# TASK GOAL
Can you quote the records below in full, word for word?
+++ EXCERPTED DATA
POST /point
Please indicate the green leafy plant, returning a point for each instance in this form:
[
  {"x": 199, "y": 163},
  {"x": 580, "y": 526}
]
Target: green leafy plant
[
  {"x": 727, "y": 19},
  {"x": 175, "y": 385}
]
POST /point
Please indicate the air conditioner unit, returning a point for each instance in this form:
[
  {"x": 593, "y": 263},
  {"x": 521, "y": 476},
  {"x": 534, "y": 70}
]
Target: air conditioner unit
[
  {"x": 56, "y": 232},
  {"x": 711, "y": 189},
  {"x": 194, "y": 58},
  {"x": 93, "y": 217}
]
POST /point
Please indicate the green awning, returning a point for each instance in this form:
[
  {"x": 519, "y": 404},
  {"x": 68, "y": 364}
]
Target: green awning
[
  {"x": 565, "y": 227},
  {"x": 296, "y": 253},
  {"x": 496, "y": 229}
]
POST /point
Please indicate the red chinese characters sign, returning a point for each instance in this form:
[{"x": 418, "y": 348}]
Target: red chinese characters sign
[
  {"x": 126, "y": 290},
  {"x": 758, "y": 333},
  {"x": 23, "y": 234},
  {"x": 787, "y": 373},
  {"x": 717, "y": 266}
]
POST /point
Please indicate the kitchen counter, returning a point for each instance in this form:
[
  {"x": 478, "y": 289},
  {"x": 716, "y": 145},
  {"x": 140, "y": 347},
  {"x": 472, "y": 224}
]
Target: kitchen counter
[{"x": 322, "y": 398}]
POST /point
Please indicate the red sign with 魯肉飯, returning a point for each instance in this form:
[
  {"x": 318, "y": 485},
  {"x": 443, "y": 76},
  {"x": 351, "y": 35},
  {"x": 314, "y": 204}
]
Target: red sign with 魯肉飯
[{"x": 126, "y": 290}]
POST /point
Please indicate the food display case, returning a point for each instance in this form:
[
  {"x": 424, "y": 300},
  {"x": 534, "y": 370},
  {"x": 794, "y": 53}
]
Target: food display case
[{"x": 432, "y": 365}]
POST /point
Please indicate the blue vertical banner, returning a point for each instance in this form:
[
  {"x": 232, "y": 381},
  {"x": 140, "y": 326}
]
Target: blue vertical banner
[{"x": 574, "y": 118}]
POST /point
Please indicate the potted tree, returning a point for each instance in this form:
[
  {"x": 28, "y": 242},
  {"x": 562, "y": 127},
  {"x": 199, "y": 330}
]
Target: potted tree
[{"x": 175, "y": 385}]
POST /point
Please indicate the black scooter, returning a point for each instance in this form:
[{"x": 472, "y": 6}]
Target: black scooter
++++++
# SOLUTION TO THE PROBLEM
POST /point
Please indicate the green leafy plant, returning a point for each instance in this form:
[
  {"x": 199, "y": 163},
  {"x": 580, "y": 526}
]
Target: green leafy plant
[
  {"x": 727, "y": 19},
  {"x": 175, "y": 385}
]
POST /point
Please indicate the air conditioner unit, returning a point for each instance in this form:
[
  {"x": 593, "y": 263},
  {"x": 521, "y": 476},
  {"x": 534, "y": 70}
]
Target: air conditioner unit
[
  {"x": 56, "y": 232},
  {"x": 711, "y": 189},
  {"x": 194, "y": 58},
  {"x": 93, "y": 217}
]
POST /point
Please indicate the green awning, returning a point for each instance in this form:
[
  {"x": 519, "y": 404},
  {"x": 68, "y": 364}
]
Target: green awning
[
  {"x": 565, "y": 227},
  {"x": 296, "y": 253},
  {"x": 496, "y": 229}
]
POST /point
Please indicate the red chinese characters sign, returning a point for each instance in this form:
[{"x": 418, "y": 348}]
Target: red chinese characters sign
[
  {"x": 126, "y": 290},
  {"x": 758, "y": 333},
  {"x": 23, "y": 234},
  {"x": 787, "y": 373},
  {"x": 717, "y": 266}
]
POST /point
Please indicate the kitchen counter, returning a point for each instance in this form:
[
  {"x": 478, "y": 289},
  {"x": 716, "y": 145},
  {"x": 140, "y": 347},
  {"x": 472, "y": 224}
]
Target: kitchen counter
[{"x": 322, "y": 398}]
POST /point
Please indicate the red sign with 魯肉飯, returning a point for each instance in this form:
[
  {"x": 318, "y": 485},
  {"x": 443, "y": 76},
  {"x": 351, "y": 35},
  {"x": 314, "y": 204}
]
Target: red sign with 魯肉飯
[{"x": 126, "y": 290}]
POST /point
Please indicate the food display case, returning a point for each instance in this form:
[
  {"x": 424, "y": 300},
  {"x": 534, "y": 370},
  {"x": 794, "y": 53}
]
Target: food display case
[{"x": 432, "y": 365}]
POST /point
Please indicate the blue vertical banner, returning a point for each instance in this form:
[
  {"x": 232, "y": 381},
  {"x": 140, "y": 326}
]
Target: blue vertical banner
[{"x": 574, "y": 118}]
POST /point
Please indicate the potted tree, returning a point for each instance in this form:
[
  {"x": 28, "y": 242},
  {"x": 562, "y": 127},
  {"x": 199, "y": 330}
]
Target: potted tree
[{"x": 175, "y": 385}]
POST /point
Please indicate the black scooter, returning a point for each instance in this form:
[{"x": 472, "y": 6}]
Target: black scooter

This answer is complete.